Given exercise => Rewrite every line of the records below, requests included, and scale the box coordinates in the answers by 1.8, rounding each result to a whole number with halves rounded up. Leave all other numbers unchanged.

Given information =>
[START]

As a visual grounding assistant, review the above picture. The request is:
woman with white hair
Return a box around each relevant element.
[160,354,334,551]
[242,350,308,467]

[END]

Written response =>
As a visual grounding assistant, review the above picture. The request is:
woman with white hair
Return a box around each relevant element.
[288,637,601,992]
[436,630,554,841]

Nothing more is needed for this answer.